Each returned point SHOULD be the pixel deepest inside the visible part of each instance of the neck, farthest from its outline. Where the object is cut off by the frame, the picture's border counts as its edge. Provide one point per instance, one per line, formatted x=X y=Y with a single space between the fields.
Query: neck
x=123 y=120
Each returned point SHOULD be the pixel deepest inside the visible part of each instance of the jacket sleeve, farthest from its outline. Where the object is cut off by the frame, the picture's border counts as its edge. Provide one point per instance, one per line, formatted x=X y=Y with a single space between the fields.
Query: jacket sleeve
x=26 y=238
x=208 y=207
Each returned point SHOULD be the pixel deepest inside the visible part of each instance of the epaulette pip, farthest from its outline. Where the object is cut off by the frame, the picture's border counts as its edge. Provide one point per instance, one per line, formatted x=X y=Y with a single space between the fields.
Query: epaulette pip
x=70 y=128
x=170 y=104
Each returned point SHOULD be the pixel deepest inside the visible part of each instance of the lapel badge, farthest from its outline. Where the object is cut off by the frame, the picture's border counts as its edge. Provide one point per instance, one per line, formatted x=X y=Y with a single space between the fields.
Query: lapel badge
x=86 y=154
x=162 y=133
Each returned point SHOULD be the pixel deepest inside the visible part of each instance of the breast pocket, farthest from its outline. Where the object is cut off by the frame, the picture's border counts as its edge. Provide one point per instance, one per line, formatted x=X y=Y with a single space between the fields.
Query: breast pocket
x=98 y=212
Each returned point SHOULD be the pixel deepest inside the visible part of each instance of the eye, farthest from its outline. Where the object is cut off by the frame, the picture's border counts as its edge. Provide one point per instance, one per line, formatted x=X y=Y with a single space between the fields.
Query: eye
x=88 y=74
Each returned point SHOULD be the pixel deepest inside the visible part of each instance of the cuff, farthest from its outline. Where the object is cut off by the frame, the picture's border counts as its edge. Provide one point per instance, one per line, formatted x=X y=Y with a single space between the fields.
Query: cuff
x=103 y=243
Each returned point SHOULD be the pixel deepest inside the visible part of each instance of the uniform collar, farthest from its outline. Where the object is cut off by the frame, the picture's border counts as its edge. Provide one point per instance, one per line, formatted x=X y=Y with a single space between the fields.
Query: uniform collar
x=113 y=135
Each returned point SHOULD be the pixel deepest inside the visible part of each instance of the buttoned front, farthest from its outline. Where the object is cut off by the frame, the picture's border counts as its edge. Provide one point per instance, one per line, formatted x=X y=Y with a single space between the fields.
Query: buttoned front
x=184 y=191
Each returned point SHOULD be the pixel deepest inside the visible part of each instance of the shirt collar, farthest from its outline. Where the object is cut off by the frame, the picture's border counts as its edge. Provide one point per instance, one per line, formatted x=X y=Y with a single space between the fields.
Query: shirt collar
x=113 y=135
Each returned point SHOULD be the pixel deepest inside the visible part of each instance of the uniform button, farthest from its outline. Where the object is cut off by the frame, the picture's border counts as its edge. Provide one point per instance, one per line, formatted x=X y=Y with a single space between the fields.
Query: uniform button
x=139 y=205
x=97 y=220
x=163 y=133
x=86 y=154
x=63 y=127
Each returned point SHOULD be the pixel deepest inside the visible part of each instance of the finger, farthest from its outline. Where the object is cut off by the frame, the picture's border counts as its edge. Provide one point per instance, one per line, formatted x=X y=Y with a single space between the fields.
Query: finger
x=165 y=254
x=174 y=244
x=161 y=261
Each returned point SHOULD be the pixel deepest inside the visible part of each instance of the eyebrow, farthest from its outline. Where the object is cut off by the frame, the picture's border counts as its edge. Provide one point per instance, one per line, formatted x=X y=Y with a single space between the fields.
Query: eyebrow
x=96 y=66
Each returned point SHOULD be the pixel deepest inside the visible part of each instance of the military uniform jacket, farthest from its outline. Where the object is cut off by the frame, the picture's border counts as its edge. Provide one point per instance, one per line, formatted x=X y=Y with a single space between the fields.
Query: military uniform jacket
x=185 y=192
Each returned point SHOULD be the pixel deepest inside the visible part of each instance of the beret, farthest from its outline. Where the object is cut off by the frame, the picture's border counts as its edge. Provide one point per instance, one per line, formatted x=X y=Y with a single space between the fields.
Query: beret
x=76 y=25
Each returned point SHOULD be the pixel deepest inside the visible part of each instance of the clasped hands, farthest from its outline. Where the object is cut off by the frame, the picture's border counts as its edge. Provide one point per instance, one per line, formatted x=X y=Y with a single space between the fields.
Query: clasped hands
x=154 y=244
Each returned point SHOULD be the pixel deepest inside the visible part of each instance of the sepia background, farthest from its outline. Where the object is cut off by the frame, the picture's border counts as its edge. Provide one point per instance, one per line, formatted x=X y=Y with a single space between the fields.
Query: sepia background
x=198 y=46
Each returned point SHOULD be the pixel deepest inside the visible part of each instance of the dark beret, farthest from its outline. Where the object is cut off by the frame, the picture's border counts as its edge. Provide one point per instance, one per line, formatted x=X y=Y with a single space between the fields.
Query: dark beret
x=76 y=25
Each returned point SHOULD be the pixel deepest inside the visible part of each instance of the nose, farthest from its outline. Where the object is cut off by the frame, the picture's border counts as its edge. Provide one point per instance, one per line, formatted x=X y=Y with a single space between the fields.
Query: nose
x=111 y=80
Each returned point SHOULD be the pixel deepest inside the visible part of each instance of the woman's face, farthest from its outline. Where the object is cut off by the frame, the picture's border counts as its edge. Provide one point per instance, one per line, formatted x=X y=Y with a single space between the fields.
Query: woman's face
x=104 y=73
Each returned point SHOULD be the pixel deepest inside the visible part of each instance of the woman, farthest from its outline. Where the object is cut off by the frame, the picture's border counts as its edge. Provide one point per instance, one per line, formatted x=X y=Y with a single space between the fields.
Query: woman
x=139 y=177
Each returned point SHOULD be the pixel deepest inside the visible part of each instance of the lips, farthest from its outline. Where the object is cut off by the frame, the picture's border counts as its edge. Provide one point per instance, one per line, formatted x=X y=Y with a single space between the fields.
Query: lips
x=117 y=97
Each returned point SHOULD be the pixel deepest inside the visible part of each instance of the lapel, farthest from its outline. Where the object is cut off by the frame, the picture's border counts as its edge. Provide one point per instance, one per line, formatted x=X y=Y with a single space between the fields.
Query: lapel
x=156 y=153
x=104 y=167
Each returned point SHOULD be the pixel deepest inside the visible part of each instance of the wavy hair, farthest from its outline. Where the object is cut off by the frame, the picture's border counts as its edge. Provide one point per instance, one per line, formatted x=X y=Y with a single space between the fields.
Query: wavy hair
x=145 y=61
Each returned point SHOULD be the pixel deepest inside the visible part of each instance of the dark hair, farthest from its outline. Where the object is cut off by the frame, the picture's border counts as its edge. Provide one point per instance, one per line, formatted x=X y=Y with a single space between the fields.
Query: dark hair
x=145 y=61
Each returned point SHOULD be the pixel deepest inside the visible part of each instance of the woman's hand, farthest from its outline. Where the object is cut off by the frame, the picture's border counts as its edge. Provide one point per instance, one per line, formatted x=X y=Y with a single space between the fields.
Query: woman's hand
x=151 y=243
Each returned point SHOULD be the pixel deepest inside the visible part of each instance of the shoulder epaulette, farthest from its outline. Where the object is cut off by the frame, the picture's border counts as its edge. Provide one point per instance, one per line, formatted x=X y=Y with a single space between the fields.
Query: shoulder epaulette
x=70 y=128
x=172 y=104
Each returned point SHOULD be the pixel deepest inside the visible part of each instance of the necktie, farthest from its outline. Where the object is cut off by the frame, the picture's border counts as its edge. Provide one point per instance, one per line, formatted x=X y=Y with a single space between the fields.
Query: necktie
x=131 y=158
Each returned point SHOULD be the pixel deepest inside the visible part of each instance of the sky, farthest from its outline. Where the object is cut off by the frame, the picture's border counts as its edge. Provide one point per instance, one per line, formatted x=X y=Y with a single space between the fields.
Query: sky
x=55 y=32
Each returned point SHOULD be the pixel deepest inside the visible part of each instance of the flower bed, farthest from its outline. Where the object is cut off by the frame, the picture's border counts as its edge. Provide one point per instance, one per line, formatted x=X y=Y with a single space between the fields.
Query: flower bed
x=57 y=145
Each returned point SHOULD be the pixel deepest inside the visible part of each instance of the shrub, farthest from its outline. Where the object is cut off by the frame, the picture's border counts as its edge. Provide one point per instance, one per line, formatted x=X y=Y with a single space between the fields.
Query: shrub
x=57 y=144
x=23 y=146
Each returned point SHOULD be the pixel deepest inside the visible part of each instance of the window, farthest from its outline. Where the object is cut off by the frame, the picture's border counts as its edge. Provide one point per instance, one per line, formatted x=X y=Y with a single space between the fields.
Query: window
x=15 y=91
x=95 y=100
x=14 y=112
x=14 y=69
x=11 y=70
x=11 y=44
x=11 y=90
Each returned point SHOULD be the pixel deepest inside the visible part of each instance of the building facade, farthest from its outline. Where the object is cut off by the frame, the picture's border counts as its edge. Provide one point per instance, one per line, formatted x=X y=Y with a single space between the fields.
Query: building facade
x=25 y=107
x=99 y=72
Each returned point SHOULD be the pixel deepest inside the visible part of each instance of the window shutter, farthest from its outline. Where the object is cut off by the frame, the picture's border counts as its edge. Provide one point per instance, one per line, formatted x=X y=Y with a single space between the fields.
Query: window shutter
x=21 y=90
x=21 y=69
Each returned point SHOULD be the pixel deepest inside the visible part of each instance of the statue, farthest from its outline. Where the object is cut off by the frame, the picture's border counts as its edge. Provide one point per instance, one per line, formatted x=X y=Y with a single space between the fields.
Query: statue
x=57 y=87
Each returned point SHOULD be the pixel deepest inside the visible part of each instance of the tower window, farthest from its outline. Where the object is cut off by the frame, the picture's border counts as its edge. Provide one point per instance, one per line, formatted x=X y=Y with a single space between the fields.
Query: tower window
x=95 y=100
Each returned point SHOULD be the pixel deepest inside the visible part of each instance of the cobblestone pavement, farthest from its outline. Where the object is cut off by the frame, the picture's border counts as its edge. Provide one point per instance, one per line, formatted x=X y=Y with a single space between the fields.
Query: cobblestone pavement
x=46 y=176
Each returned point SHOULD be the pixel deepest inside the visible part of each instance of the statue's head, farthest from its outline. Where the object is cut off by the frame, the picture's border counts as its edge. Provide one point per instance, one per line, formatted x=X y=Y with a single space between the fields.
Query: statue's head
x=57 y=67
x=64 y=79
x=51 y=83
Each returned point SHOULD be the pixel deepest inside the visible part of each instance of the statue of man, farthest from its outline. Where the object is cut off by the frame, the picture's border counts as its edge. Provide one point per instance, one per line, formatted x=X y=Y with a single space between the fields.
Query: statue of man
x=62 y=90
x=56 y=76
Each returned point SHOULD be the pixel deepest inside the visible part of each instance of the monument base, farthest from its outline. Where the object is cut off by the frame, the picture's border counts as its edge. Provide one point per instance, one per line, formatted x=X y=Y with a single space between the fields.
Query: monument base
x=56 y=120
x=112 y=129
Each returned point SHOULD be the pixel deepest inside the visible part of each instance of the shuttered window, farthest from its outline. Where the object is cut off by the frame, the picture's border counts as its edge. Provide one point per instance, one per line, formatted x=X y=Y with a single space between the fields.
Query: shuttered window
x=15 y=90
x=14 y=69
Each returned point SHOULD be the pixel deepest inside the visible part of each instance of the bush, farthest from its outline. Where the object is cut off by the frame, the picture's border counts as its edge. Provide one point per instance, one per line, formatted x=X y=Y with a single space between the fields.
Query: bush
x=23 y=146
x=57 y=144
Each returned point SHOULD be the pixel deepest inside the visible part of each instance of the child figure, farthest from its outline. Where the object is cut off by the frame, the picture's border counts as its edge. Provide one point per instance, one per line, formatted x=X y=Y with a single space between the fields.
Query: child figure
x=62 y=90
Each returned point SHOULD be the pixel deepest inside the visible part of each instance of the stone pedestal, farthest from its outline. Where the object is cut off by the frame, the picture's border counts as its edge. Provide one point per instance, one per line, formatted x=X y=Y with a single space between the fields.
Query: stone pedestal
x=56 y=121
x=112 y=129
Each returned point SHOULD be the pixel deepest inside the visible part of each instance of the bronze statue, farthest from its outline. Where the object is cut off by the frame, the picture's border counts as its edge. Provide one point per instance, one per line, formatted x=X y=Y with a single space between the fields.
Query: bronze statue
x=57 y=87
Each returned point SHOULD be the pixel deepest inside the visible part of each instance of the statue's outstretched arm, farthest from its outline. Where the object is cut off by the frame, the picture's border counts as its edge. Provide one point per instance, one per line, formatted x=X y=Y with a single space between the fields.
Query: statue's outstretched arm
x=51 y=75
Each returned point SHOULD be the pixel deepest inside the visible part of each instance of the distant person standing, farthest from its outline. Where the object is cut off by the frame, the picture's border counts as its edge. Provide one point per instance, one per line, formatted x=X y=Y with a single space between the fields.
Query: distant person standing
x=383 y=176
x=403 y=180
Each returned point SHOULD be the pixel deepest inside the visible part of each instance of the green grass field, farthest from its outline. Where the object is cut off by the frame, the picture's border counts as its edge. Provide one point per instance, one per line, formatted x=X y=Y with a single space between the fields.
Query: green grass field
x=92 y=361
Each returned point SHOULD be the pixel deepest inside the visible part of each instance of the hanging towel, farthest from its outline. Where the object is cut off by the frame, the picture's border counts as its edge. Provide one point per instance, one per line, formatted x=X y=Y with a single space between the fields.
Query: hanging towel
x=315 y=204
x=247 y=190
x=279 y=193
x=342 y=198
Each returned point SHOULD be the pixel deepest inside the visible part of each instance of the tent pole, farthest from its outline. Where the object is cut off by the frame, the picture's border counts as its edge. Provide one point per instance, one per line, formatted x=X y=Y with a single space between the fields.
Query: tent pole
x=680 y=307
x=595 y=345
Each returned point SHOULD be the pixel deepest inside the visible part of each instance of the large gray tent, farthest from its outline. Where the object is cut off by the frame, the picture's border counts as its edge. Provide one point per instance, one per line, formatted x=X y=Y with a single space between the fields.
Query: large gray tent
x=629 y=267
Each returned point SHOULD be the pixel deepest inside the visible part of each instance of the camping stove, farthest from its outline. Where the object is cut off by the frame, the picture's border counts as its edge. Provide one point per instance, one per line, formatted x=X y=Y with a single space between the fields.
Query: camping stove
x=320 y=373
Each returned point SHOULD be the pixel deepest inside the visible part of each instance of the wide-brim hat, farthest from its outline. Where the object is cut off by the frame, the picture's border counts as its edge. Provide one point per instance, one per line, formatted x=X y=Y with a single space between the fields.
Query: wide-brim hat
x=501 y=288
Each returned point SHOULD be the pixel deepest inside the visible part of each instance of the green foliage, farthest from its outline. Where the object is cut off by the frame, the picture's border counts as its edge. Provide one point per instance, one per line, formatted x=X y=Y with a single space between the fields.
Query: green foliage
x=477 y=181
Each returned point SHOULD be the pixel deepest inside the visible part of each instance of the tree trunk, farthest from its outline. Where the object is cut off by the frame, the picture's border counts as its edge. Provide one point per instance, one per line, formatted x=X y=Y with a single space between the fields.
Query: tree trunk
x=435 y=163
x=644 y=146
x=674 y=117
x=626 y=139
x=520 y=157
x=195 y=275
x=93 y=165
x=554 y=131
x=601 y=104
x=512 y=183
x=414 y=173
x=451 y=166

━━━━━━━━━━━━━━━━

YOUR TASK
Looking at the data above, return every line from the one with "Query: woman's face" down to the one with "the woman, farthest", exactly and inclusively.

OUTPUT BELOW
Query: woman's face
x=104 y=73
Each returned point SHOULD be the pixel deepest inside the visible part of each instance of the woman, farthest from its outline. Where the object is cut off by the frame, the picture's border counts as its edge. Provide one point per instance, one per line, formatted x=X y=Y with a single space between the fields.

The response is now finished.